Begin ITEMS

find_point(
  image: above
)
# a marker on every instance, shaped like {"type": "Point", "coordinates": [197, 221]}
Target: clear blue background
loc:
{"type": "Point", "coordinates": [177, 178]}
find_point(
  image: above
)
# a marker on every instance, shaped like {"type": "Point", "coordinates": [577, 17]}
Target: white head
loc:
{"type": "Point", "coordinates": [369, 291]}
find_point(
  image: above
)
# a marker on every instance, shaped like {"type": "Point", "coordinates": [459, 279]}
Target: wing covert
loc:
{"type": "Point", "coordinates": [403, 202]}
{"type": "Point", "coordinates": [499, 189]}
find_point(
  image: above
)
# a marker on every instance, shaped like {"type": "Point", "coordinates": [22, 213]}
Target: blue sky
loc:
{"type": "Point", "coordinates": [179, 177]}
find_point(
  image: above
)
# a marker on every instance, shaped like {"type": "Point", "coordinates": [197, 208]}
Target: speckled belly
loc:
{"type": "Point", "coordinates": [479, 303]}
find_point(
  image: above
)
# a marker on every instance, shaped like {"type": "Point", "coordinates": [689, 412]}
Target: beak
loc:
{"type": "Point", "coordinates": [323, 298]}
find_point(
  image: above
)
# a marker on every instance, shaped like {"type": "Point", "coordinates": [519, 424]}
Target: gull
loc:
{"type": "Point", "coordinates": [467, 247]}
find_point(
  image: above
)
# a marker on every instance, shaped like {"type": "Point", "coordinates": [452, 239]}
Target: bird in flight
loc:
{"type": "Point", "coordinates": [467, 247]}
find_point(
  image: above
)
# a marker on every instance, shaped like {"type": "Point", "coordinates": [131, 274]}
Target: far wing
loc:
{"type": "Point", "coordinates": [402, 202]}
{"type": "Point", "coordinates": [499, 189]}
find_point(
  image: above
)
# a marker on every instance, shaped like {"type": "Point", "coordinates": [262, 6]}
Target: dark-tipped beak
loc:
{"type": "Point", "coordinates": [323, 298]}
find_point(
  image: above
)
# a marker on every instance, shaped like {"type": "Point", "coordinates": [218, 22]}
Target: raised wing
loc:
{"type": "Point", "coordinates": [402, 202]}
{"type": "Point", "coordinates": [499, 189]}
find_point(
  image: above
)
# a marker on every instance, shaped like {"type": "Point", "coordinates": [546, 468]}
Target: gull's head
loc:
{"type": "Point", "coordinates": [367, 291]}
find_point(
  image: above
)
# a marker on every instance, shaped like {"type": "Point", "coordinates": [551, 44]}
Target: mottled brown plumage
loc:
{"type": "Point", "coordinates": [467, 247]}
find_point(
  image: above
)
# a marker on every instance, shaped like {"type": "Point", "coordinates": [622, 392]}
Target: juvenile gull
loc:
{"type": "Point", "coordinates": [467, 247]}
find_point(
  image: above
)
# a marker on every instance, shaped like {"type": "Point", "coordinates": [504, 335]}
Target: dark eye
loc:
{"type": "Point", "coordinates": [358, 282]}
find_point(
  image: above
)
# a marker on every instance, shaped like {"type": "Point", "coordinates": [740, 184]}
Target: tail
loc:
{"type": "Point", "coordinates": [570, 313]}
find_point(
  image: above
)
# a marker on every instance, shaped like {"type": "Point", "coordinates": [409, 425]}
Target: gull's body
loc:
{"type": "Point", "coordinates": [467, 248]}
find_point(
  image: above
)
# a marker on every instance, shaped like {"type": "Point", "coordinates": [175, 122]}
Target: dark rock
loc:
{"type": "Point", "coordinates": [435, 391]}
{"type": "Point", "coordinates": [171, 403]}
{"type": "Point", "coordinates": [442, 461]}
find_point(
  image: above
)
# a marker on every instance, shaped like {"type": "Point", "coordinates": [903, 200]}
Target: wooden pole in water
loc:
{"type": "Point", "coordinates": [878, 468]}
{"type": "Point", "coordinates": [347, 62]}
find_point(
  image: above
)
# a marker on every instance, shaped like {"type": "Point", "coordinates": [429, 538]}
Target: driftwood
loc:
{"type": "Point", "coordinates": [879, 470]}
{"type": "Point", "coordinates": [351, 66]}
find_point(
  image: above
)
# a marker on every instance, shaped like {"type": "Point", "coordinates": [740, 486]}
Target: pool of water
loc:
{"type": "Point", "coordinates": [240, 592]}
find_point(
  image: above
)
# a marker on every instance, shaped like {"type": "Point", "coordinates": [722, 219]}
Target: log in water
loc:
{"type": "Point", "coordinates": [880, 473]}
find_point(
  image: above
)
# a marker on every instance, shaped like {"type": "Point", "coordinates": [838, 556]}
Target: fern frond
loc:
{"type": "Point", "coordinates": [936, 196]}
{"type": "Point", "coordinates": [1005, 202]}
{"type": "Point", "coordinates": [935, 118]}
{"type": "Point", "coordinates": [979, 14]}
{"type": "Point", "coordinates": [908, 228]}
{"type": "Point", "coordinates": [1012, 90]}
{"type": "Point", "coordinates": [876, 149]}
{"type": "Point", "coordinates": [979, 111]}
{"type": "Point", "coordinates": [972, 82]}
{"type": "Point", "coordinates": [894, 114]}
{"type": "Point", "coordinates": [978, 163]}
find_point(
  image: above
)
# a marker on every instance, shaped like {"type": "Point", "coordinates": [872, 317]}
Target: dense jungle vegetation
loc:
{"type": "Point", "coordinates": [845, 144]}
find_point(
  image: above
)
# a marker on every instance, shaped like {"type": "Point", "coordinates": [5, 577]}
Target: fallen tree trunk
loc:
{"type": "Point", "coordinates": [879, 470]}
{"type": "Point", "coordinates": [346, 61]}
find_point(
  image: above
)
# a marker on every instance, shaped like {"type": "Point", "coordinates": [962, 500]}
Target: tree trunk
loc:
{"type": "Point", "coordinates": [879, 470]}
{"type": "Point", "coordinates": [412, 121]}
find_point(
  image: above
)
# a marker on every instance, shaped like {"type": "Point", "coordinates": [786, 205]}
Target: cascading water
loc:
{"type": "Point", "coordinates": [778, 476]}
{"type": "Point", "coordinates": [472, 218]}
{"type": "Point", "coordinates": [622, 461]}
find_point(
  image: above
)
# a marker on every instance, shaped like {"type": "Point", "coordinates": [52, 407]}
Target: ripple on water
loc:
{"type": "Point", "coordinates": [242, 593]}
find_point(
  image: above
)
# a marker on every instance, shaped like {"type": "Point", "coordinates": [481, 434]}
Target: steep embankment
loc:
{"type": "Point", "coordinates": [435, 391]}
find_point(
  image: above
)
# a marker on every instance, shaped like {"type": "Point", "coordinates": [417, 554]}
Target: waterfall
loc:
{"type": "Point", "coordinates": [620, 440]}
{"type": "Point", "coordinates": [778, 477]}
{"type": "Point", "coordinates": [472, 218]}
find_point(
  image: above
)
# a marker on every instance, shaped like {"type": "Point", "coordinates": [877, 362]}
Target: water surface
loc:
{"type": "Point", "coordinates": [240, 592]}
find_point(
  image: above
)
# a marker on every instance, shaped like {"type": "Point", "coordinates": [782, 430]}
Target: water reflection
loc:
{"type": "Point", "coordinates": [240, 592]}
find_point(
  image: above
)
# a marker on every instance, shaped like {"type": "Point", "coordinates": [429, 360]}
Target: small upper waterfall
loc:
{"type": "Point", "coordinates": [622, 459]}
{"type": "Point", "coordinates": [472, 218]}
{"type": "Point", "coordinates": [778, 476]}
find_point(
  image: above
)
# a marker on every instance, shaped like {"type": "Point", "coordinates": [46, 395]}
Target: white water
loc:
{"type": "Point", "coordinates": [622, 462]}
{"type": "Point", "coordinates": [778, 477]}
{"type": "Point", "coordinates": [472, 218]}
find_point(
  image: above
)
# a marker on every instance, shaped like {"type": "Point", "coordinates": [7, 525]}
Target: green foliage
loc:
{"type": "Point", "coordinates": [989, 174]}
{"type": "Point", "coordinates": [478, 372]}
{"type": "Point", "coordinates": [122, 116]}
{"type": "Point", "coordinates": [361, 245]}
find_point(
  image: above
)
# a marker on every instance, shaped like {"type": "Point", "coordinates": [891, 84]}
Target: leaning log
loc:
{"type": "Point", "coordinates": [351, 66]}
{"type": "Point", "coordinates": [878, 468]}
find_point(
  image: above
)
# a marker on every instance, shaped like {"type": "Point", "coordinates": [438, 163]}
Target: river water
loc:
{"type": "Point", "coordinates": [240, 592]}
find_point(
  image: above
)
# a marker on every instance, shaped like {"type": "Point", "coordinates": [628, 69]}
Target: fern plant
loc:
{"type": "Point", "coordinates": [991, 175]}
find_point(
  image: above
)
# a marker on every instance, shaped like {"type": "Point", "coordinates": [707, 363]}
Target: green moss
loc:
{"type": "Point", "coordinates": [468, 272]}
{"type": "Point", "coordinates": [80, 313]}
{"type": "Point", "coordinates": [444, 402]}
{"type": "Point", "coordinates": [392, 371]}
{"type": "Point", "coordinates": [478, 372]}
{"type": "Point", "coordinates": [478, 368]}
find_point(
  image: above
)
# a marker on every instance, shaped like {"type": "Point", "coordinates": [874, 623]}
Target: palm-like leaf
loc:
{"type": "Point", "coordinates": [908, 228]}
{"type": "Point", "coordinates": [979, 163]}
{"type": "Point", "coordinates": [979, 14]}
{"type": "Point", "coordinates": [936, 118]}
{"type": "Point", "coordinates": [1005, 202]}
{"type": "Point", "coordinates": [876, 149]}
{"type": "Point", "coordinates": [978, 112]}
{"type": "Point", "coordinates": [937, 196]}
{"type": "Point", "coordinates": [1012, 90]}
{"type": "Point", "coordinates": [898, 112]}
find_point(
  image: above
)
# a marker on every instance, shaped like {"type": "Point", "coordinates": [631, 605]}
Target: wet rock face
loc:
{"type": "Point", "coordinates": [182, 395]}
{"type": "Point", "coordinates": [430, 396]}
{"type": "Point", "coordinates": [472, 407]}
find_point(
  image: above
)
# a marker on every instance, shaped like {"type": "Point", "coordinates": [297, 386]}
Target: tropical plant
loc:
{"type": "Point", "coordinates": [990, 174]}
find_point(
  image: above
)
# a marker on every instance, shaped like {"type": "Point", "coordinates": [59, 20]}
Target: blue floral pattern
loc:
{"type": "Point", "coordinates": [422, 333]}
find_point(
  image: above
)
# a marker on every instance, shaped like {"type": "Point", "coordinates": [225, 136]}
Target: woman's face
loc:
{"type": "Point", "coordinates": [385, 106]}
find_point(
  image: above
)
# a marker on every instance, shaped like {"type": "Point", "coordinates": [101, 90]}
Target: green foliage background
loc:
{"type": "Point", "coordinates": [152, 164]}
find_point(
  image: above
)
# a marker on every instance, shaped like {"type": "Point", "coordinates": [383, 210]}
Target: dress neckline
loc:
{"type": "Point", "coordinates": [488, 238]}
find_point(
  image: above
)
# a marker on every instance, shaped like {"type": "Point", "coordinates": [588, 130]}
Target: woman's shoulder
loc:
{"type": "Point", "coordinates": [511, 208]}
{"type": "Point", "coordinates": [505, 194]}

End ITEMS

> **WORK REQUIRED**:
Locate every line in the rows above that contains the string "gull", and copy each of those lines out in full.

> **OUTPUT FOR THIS EXERCISE**:
Target: gull
Target: gull's head
Target: juvenile gull
Target: gull's body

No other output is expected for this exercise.